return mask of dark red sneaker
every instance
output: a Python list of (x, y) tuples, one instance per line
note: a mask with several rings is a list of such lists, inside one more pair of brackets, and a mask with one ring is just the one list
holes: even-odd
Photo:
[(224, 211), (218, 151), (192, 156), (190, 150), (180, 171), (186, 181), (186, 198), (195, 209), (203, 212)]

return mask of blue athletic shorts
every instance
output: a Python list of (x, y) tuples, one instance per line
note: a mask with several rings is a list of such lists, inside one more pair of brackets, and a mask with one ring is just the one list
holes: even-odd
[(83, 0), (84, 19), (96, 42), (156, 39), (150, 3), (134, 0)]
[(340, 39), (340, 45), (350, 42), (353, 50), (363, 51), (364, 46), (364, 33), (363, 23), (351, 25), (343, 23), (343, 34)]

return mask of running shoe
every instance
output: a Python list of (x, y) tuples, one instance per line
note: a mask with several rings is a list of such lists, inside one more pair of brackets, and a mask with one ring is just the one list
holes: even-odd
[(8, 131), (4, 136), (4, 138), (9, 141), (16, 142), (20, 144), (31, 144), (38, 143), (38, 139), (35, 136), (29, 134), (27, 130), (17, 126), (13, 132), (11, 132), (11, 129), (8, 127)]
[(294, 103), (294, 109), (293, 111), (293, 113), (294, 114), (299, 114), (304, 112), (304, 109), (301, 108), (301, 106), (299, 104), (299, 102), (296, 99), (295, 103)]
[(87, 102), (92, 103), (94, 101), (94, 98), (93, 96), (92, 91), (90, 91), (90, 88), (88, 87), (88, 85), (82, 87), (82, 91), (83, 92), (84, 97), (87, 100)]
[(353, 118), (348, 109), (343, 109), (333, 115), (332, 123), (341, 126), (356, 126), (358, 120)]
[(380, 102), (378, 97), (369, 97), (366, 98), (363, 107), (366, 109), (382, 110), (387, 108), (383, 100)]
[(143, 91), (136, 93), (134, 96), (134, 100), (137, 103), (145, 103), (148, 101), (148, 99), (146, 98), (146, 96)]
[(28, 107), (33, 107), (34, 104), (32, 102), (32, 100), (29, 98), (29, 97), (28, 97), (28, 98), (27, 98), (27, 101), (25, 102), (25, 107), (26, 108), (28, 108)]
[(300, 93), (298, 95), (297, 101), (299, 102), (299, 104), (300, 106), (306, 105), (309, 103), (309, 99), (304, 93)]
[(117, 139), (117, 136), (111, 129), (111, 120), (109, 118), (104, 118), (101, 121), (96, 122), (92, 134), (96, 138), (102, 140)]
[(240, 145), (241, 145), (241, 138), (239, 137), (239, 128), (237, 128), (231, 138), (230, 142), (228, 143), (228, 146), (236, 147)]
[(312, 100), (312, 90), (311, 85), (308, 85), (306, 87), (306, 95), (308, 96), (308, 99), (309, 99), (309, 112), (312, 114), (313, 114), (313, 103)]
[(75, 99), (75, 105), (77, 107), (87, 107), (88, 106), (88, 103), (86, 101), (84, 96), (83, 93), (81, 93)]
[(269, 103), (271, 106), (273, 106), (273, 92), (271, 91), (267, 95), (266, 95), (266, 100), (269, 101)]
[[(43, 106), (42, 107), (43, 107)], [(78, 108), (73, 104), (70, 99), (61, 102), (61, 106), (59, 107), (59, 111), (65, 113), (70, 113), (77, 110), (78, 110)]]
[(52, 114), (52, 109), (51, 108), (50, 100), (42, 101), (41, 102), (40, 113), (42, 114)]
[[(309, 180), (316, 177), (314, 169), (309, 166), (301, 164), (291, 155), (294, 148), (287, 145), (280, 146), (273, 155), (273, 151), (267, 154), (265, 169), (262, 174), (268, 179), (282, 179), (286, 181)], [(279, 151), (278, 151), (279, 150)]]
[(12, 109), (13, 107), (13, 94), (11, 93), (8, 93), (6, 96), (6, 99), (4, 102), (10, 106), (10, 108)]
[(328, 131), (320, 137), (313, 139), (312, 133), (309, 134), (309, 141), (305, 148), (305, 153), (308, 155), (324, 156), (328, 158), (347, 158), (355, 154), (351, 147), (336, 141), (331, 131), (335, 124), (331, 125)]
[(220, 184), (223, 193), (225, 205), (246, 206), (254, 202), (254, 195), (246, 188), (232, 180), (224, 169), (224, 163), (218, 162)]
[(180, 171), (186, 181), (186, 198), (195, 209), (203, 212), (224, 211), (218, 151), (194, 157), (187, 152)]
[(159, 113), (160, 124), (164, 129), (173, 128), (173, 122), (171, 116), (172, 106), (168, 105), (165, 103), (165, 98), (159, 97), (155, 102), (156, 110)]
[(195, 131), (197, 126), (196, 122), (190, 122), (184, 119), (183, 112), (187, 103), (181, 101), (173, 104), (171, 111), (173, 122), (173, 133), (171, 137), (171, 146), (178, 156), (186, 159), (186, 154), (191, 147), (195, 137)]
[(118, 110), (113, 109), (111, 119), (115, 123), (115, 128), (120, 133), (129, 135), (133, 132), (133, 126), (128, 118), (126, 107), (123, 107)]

===

**Your goal**
Rescale the listing from its first line through the line containing "23), (343, 34)]", both ends included. Repeat every line, requests too, and multiply each coordinate in the answers by 2.45, rounding to the nearest whole number with halves going up.

**Solution**
return mask of dark red sneaker
every instance
output: a Python list of (x, y) tuples, one instance per line
note: a mask with several rings is a list of such lists, inside one more pair of brackets, and a mask with one ring is just the one list
holes: even-odd
Photo:
[(549, 517), (534, 370), (470, 382), (466, 368), (441, 419), (456, 443), (456, 485), (478, 512), (497, 519)]

return mask of blue athletic shorts
every instance
output: a Python list of (x, y) tuples, one instance per line
note: a mask with several rings is a list of such lists, inside one more pair of brackets, and a mask with one ring is just the one list
holes: even-odd
[(203, 0), (206, 47), (235, 103), (382, 96), (368, 7), (328, 0)]
[(833, 96), (833, 110), (858, 103), (865, 123), (889, 125), (892, 113), (892, 81), (889, 56), (860, 61), (840, 56), (840, 83)]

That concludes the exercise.